— Extrait du document —
Si les crises peuvent être multiformes, avec des intensités plus ou moins fortes et durables, qu’en est-il de notre schéma, si l’on admet qu’il existe aujourd’hui, comme de nombreux indicateurs le suggèrent, une crise environnementale 2 ? Les catastrophes, les incidents ou les accidents sont récurrents, mais surtout se multiplient et amènent, par le biais des médias, à ce que la planète entière en soit informée en temps réel. Les rapports pointent un certain nombre d’aggravations concernant la qualité de l’eau, de l’air, des terres. Les réunions, les colloques ou les symposiums attirent l’attention sur les dégâts causés à la nature et corrélativement aux hommes. Des collectifs se mobilisent contre des projets qui risqueraient d’amplifier la détérioration de la faune ou de la flore. Quantité d’analyses se recoupent pour montrer l’urgence de repenser les rapports entre l’environnement et les hommes, et démontrent que la crise environnementale est là. Tout un chacun peut être agacé par cette situation, mais les faits sont bien présents, qu’ils soient réels ou même qu’ils soient imaginés, déformant parfois la réalité.

— Exercice A —
Mettez en forme en tableau Markdown les lignes des enregistrements, de la ligne contenant "Can you see the car" jusqu'à la ligne contenant "column 852, row 404" incluse. Utilisez les colonnes N° et Ligne, et omettez les lignes vides.
Les enregistrements n'ont aucun lien avec l'extrait.

— Les enregistrements —
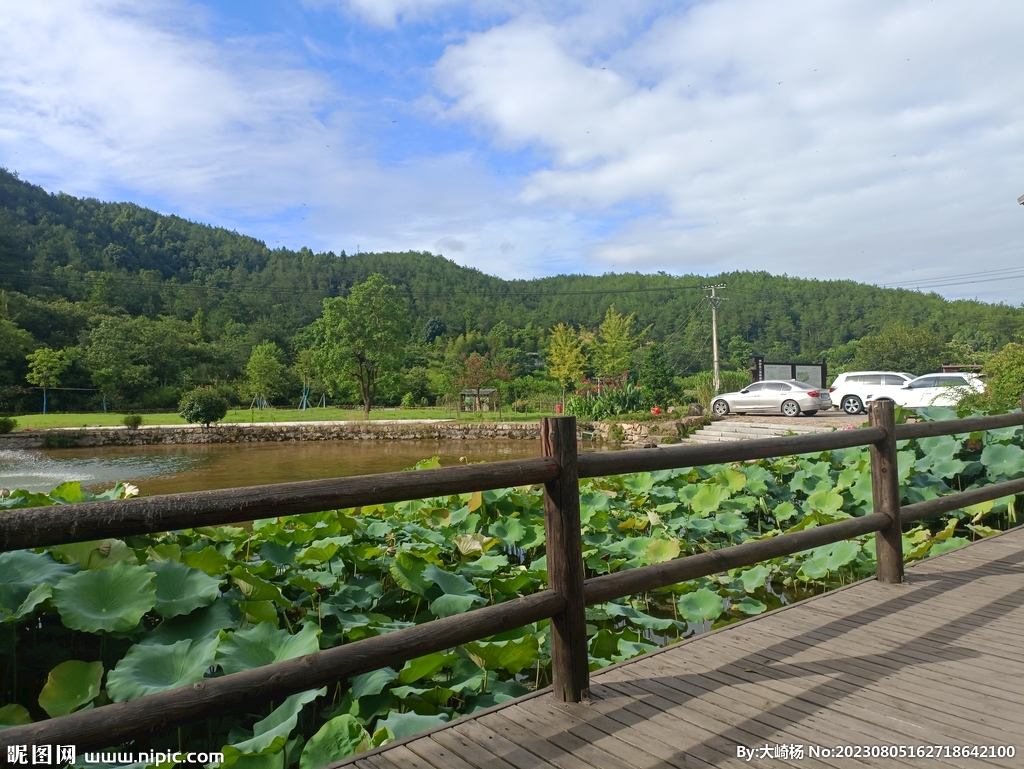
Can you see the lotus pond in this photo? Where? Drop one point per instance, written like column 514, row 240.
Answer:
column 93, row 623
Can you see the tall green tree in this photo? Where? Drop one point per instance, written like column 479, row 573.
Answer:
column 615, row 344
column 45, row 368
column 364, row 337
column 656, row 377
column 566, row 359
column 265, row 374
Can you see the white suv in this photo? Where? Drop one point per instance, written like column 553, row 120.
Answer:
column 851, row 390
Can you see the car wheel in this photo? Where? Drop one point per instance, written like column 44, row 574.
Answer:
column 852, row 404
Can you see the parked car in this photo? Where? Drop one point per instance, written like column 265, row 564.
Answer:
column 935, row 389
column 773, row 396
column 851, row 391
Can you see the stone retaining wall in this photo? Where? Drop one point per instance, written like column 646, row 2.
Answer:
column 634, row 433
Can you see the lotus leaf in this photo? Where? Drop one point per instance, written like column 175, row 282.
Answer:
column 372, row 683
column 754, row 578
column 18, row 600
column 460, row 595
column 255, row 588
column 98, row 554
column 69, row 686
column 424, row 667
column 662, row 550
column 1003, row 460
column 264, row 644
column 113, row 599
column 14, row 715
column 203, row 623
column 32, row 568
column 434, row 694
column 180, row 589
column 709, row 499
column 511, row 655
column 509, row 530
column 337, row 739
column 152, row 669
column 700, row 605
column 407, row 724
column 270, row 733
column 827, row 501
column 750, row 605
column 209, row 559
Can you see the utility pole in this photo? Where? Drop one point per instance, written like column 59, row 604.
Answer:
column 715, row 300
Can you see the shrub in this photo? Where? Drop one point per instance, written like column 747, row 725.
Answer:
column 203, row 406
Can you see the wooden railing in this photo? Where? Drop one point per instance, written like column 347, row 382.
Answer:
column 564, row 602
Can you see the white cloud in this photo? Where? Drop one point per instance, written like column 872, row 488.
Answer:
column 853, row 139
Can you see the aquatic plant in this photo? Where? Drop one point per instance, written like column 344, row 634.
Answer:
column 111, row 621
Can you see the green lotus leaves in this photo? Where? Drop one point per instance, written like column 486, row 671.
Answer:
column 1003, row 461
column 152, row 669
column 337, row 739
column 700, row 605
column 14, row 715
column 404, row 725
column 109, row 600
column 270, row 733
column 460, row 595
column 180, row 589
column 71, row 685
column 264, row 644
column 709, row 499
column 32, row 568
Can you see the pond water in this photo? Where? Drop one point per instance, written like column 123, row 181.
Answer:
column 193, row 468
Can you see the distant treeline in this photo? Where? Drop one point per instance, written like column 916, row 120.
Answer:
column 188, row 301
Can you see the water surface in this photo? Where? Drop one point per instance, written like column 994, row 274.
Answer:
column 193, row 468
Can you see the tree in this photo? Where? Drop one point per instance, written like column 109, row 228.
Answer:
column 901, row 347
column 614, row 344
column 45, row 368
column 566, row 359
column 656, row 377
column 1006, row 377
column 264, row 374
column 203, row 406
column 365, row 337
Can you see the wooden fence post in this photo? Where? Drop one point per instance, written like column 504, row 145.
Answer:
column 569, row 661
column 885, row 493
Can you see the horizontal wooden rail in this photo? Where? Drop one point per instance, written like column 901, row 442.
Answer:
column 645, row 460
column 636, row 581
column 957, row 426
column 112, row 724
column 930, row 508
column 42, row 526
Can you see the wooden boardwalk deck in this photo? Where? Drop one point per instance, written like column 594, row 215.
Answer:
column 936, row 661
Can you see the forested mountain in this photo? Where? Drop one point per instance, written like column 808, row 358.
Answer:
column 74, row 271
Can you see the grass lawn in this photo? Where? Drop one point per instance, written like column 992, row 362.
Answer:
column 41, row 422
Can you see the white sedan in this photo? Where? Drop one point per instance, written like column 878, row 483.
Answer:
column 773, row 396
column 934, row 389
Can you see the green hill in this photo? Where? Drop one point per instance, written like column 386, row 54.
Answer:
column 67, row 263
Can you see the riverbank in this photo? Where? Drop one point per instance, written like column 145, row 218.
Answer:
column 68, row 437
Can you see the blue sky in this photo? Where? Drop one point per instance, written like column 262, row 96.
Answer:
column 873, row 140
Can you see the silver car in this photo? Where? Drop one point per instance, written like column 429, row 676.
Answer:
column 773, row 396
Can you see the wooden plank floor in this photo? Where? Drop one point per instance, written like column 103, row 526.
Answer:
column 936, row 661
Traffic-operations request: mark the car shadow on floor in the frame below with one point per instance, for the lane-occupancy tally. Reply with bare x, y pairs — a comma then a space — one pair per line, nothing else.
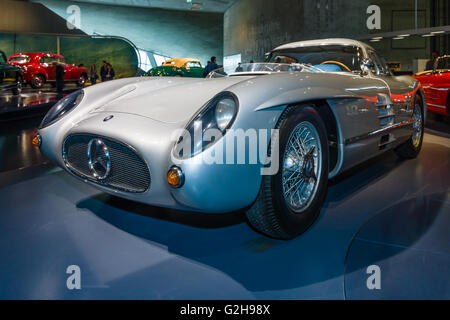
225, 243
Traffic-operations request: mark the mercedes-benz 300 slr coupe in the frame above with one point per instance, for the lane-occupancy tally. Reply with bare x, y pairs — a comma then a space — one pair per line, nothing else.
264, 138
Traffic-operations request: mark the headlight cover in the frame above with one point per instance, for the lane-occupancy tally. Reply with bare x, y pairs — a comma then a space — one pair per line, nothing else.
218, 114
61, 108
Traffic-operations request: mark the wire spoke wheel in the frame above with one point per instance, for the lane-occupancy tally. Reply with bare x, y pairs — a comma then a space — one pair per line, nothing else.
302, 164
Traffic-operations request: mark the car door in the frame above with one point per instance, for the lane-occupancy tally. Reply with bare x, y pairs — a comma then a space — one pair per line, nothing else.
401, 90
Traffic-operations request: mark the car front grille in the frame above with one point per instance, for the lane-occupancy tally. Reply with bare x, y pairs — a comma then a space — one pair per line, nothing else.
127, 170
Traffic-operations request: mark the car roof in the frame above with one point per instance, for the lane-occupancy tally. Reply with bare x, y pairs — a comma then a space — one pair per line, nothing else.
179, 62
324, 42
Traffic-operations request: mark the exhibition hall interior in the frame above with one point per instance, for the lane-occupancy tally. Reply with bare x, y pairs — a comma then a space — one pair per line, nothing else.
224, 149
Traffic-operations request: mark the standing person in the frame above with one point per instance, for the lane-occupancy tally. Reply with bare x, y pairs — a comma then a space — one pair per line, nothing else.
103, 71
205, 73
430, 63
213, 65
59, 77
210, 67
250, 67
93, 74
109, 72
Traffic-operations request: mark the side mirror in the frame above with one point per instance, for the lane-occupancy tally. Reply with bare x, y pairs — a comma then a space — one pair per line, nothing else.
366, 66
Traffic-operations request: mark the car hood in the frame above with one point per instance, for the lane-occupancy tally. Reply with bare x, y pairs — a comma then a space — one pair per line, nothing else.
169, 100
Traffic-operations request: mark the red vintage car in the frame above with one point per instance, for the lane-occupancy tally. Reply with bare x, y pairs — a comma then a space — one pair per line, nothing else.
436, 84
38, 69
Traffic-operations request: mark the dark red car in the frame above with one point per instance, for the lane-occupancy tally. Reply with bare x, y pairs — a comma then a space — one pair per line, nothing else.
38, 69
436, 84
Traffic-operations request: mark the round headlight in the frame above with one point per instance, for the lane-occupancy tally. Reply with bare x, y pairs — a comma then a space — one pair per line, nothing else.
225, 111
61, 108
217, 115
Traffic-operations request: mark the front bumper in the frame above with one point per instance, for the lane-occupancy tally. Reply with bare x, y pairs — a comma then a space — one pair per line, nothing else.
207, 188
--
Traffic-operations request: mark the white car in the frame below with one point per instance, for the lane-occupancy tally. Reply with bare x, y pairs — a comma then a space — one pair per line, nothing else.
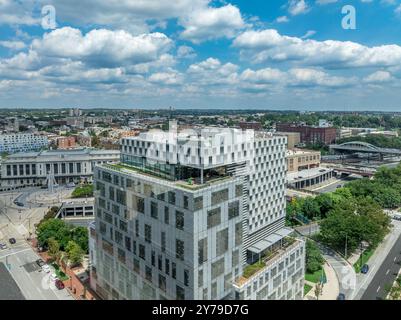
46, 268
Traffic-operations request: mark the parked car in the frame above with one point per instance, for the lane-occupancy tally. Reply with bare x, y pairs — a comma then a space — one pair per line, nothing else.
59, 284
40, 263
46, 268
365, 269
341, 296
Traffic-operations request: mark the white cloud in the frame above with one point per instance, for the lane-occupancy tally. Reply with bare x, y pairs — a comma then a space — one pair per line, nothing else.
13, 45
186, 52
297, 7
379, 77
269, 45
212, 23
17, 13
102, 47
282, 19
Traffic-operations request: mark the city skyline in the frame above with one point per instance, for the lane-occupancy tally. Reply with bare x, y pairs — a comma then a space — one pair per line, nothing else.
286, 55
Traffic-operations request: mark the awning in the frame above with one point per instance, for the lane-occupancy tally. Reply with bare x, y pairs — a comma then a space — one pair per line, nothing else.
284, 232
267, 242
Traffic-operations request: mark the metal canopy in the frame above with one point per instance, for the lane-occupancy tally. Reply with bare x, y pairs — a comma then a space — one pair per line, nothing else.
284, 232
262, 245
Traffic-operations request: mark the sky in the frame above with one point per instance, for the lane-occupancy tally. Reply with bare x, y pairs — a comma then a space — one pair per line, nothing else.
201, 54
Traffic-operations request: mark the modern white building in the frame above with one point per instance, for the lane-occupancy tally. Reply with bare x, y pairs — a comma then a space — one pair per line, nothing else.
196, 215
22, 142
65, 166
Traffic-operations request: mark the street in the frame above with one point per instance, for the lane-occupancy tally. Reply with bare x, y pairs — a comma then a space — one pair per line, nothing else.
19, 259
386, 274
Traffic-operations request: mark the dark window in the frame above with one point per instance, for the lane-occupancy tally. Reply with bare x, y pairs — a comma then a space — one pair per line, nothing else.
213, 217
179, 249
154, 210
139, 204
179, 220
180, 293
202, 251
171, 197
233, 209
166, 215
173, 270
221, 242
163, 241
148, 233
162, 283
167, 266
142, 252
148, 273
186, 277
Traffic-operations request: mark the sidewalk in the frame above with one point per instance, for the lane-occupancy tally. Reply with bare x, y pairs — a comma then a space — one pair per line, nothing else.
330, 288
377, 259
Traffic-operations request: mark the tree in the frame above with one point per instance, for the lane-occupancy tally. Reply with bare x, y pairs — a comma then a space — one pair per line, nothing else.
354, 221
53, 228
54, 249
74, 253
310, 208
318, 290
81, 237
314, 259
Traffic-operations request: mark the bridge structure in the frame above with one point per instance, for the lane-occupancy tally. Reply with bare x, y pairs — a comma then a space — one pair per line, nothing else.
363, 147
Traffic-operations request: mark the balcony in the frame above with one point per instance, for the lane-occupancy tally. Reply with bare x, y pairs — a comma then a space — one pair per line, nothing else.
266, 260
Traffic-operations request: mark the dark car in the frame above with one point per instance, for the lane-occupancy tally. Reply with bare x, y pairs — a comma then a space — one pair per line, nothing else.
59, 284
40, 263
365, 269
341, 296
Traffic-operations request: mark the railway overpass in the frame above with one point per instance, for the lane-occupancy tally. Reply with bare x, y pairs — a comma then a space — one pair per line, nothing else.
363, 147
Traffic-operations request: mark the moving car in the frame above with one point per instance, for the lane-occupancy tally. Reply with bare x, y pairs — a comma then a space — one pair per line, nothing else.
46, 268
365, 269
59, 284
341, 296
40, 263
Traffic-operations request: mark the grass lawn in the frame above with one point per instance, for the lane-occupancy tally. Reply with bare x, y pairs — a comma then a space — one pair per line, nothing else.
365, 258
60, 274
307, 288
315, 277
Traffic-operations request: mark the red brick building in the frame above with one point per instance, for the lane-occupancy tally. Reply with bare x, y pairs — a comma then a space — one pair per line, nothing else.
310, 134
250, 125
* * *
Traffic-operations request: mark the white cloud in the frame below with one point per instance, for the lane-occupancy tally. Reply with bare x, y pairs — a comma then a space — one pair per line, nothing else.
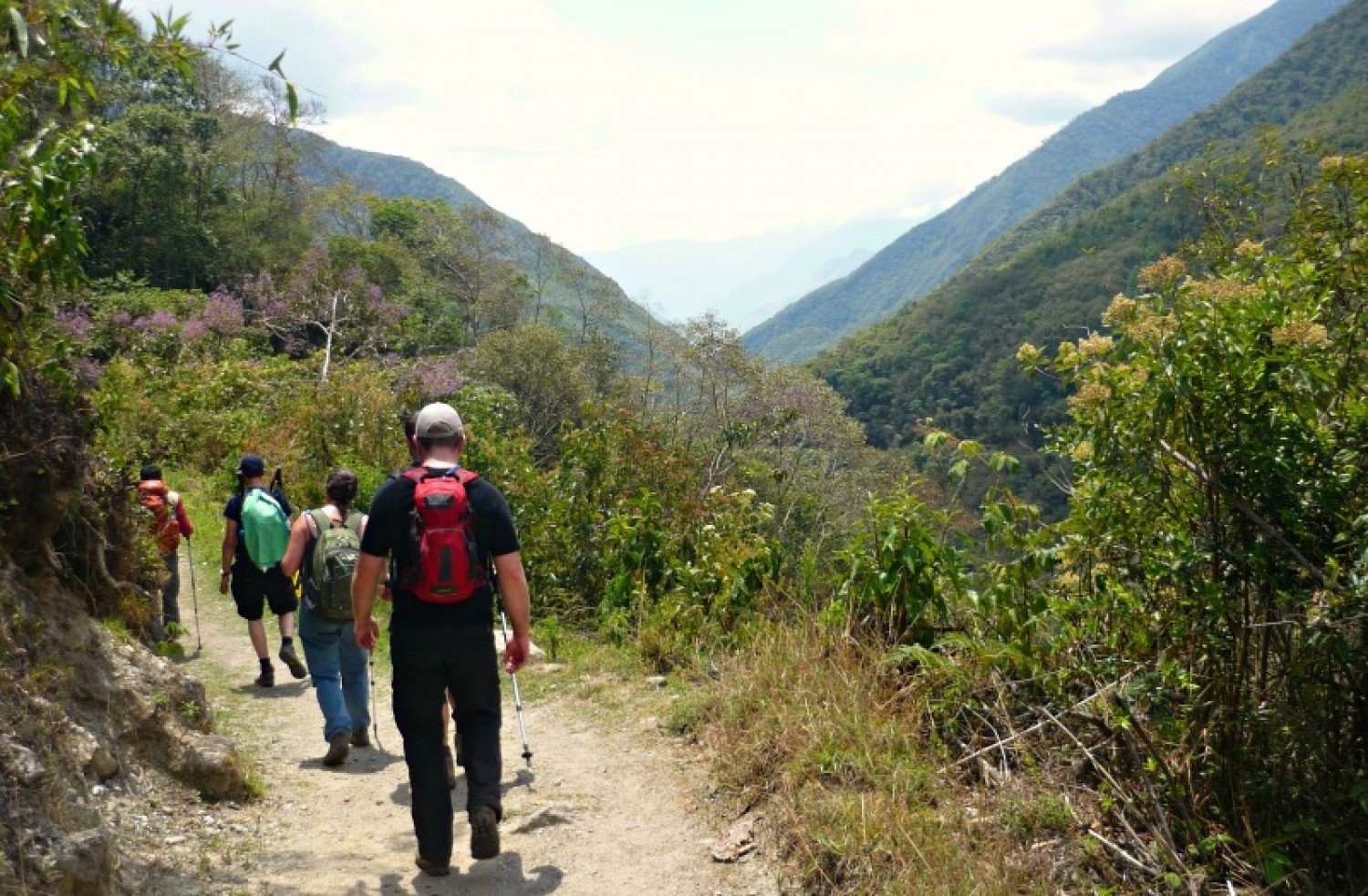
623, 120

— Exercice B —
Recopiez intégralement, s'il vous plaît, l'extrait sur la crise environnementale.

— Résultat final A —
| N° | Ligne |
|---|---|
| 1 | Can you see the car wheel in this photo? Where? Drop one point per instance, written like column 44, row 574. |
| 2 | Answer: |
| 3 | column 852, row 404 |

— Résultat final B —
Si les crises peuvent être multiformes, avec des intensités plus ou moins fortes et durables, qu’en est-il de notre schéma, si l’on admet qu’il existe aujourd’hui, comme de nombreux indicateurs le suggèrent, une crise environnementale 2 ? Les catastrophes, les incidents ou les accidents sont récurrents, mais surtout se multiplient et amènent, par le biais des médias, à ce que la planète entière en soit informée en temps réel. Les rapports pointent un certain nombre d’aggravations concernant la qualité de l’eau, de l’air, des terres. Les réunions, les colloques ou les symposiums attirent l’attention sur les dégâts causés à la nature et corrélativement aux hommes. Des collectifs se mobilisent contre des projets qui risqueraient d’amplifier la détérioration de la faune ou de la flore. Quantité d’analyses se recoupent pour montrer l’urgence de repenser les rapports entre l’environnement et les hommes, et démontrent que la crise environnementale est là. Tout un chacun peut être agacé par cette situation, mais les faits sont bien présents, qu’ils soient réels ou même qu’ils soient imaginés, déformant parfois la réalité.